INPUT RECORDS:

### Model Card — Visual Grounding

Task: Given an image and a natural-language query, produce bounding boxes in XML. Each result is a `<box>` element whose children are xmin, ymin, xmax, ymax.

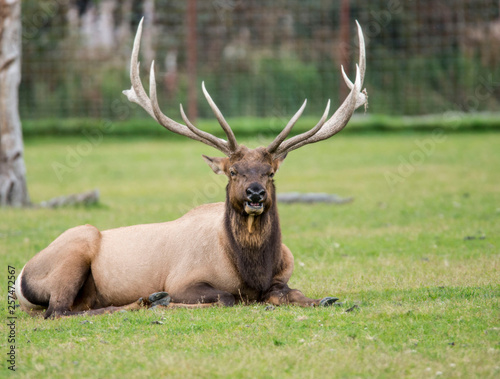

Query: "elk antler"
<box><xmin>123</xmin><ymin>18</ymin><xmax>238</xmax><ymax>156</ymax></box>
<box><xmin>267</xmin><ymin>21</ymin><xmax>367</xmax><ymax>157</ymax></box>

WHAT NEEDS TO BE DONE: Your reply should hold only the records, duplicated exactly, without any image.

TASK OUTPUT:
### Model Card — Visual Grounding

Task: Given an image and a natural-language query, produce bounding boxes in XML. Each result is a `<box>` element whose children are xmin, ymin, xmax, ymax.


Query: "elk antler"
<box><xmin>123</xmin><ymin>18</ymin><xmax>238</xmax><ymax>156</ymax></box>
<box><xmin>267</xmin><ymin>21</ymin><xmax>367</xmax><ymax>157</ymax></box>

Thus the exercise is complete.